» Stated exercise 1:
Echo the 3D-MOOD summary word for word, starting at "Conference: ICCV 2025" and ending at "ScanNet open-set benchmarks.".

» Source:
Skip to content

3D-MOOD: Lifting 2D to 3D for Monocular Open-Set Object Detection

Conference: ICCV 2025 arXiv: 2507.23567 Code: royyang0714.github.io/3D-MOOD Area: Object Detection Keywords: Monocular 3D object detection, open-set detection, 2D-to-3D lifting, geometry-aware query, canonical image space

TL;DR

This paper proposes 3D-MOOD, the first end-to-end monocular open-set 3D object detector, which lifts open-set 2D detections into 3D space via geometry-aware 3D query generation and a canonical image space design, achieving state-of-the-art performance on both the Omni3D closed-set benchmark and the Argoverse 2 / ScanNet open-set benchmarks.

Background & Motivation

Monocular 3D object detection (3DOD) infers and localizes 3D objects from a single RGB image, offering low cost but posing significant challenges. Existing methods operate almost exclusively under the closed-set assumption, where training and test sets share the same scenes and categories. However, in real-world applications such as robotics and AR/VR, models frequently encounter objects from novel environments and novel categories, to which closed-set methods cannot generalize.

» Stated exercise 2:
Duplicate the rows below verbatim, starting at the first row and ending at the line containing "(1057, 329)".

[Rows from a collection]
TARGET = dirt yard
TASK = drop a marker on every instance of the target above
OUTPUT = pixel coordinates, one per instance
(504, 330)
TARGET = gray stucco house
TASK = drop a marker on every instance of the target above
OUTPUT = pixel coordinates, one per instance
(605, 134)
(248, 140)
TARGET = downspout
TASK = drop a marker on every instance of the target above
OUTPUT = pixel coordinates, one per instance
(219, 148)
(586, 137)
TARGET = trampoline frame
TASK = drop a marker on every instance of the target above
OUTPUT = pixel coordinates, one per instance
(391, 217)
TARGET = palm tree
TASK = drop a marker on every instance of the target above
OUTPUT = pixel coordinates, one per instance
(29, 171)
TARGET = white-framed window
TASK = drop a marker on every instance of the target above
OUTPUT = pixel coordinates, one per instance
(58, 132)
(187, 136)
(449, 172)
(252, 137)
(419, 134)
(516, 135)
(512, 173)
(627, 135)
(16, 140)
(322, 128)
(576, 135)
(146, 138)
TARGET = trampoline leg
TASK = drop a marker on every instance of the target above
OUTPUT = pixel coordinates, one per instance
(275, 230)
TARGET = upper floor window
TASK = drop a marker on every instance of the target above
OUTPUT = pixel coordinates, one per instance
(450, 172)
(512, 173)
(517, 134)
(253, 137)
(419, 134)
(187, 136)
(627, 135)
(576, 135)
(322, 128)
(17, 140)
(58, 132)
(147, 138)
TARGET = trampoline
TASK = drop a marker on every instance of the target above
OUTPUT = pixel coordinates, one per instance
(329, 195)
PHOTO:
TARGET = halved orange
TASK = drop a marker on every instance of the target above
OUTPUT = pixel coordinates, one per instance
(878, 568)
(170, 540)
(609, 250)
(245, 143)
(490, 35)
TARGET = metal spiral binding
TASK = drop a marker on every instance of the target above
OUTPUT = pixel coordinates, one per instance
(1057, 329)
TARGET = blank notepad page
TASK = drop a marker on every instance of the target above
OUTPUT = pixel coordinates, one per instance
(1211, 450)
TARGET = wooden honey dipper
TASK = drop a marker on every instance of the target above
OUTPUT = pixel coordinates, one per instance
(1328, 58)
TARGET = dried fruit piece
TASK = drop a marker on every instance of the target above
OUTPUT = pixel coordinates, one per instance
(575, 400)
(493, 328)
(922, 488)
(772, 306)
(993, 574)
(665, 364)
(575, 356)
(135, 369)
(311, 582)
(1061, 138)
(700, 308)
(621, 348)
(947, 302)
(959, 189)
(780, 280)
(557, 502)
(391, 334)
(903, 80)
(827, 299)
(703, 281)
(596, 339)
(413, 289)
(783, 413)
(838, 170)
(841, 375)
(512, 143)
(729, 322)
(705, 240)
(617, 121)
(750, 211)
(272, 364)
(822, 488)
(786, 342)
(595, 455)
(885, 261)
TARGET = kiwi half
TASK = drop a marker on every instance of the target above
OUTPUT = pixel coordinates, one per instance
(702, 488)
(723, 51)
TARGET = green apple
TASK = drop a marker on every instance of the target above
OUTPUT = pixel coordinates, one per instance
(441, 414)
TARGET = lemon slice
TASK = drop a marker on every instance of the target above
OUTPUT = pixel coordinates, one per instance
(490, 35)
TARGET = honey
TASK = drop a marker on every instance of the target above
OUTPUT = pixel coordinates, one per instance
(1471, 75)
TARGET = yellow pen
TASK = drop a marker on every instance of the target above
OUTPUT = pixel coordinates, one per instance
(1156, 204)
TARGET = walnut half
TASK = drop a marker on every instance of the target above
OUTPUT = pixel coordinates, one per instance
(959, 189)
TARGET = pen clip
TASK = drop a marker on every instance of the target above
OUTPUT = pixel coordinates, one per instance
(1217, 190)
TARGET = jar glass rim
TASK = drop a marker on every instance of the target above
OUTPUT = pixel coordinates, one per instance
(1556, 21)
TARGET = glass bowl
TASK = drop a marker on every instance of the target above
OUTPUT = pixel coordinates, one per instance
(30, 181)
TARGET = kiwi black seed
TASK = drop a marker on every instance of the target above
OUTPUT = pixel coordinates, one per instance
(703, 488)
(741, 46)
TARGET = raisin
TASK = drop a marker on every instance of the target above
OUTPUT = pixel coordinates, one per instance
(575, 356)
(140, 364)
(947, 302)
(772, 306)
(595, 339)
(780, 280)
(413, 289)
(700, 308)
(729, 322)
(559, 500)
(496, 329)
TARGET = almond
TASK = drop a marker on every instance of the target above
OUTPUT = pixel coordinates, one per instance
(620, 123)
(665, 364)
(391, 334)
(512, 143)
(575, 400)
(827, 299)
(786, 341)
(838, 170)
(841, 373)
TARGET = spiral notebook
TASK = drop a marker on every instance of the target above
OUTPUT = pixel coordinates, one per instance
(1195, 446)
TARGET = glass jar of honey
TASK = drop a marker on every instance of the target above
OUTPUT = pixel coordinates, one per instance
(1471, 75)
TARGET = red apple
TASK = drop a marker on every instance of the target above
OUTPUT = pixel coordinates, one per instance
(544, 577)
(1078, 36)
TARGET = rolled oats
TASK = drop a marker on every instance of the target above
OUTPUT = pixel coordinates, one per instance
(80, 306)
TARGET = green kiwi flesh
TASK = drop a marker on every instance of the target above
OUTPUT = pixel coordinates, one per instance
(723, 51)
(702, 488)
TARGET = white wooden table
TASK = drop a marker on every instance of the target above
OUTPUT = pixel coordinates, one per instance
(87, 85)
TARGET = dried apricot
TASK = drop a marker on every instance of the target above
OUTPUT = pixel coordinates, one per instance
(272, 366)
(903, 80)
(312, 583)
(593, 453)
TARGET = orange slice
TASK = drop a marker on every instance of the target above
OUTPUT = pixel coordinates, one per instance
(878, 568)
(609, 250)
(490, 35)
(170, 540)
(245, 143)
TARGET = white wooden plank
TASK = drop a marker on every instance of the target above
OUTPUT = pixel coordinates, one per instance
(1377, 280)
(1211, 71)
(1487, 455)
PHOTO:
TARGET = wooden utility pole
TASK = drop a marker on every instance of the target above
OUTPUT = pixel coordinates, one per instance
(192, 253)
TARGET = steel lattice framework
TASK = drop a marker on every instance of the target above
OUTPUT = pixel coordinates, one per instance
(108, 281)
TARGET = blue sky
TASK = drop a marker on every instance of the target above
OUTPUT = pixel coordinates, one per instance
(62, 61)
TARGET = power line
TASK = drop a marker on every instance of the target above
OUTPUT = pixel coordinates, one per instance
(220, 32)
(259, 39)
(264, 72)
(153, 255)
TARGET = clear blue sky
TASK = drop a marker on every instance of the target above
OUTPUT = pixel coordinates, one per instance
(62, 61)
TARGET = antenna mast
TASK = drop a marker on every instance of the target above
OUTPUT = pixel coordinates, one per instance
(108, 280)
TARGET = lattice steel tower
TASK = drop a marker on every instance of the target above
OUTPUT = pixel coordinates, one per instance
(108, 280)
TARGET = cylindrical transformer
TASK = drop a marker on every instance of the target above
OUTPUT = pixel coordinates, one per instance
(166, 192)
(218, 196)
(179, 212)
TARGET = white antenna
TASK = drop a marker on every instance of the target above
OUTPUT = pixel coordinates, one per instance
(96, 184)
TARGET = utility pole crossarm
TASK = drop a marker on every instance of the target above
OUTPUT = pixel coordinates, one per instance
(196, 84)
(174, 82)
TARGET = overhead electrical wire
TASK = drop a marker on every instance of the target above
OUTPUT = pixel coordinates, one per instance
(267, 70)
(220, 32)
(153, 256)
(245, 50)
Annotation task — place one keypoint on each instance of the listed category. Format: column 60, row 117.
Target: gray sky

» Task answer 1:
Conference: ICCV 2025 arXiv: 2507.23567 Code: royyang0714.github.io/3D-MOOD Area: Object Detection Keywords: Monocular 3D object detection, open-set detection, 2D-to-3D lifting, geometry-aware query, canonical image space

TL;DR

This paper proposes 3D-MOOD, the first end-to-end monocular open-set 3D object detector, which lifts open-set 2D detections into 3D space via geometry-aware 3D query generation and a canonical image space design, achieving state-of-the-art performance on both the Omni3D closed-set benchmark and the Argoverse 2 / ScanNet open-set benchmarks.

» Task answer 2:
TARGET = dirt yard
TASK = drop a marker on every instance of the target above
OUTPUT = pixel coordinates, one per instance
(504, 330)
TARGET = gray stucco house
TASK = drop a marker on every instance of the target above
OUTPUT = pixel coordinates, one per instance
(605, 134)
(248, 140)
TARGET = downspout
TASK = drop a marker on every instance of the target above
OUTPUT = pixel coordinates, one per instance
(219, 148)
(586, 137)
TARGET = trampoline frame
TASK = drop a marker on every instance of the target above
OUTPUT = pixel coordinates, one per instance
(391, 217)
TARGET = palm tree
TASK = drop a marker on every instance of the target above
OUTPUT = pixel coordinates, one per instance
(29, 171)
TARGET = white-framed window
TASK = drop a marker on every instance of the target above
OUTPUT = pixel coordinates, one per instance
(58, 132)
(187, 136)
(449, 172)
(252, 137)
(419, 134)
(516, 135)
(512, 173)
(627, 135)
(16, 140)
(322, 128)
(576, 135)
(146, 138)
TARGET = trampoline leg
TASK = drop a marker on every instance of the target above
OUTPUT = pixel coordinates, one per instance
(275, 230)
TARGET = upper floor window
TASK = drop a marker on every instance of the target above
OUTPUT = pixel coordinates, one per instance
(450, 172)
(512, 173)
(517, 134)
(253, 137)
(419, 134)
(187, 136)
(627, 135)
(576, 135)
(322, 128)
(17, 140)
(58, 132)
(147, 138)
TARGET = trampoline
TASK = drop a marker on every instance of the target above
OUTPUT = pixel coordinates, one per instance
(329, 195)
PHOTO:
TARGET = halved orange
TASK = drop a marker on every instance of the target above
OUTPUT = pixel coordinates, one per instance
(878, 568)
(170, 540)
(609, 250)
(245, 143)
(490, 35)
TARGET = metal spiral binding
TASK = drop a marker on every instance of the target above
OUTPUT = pixel coordinates, one per instance
(1057, 329)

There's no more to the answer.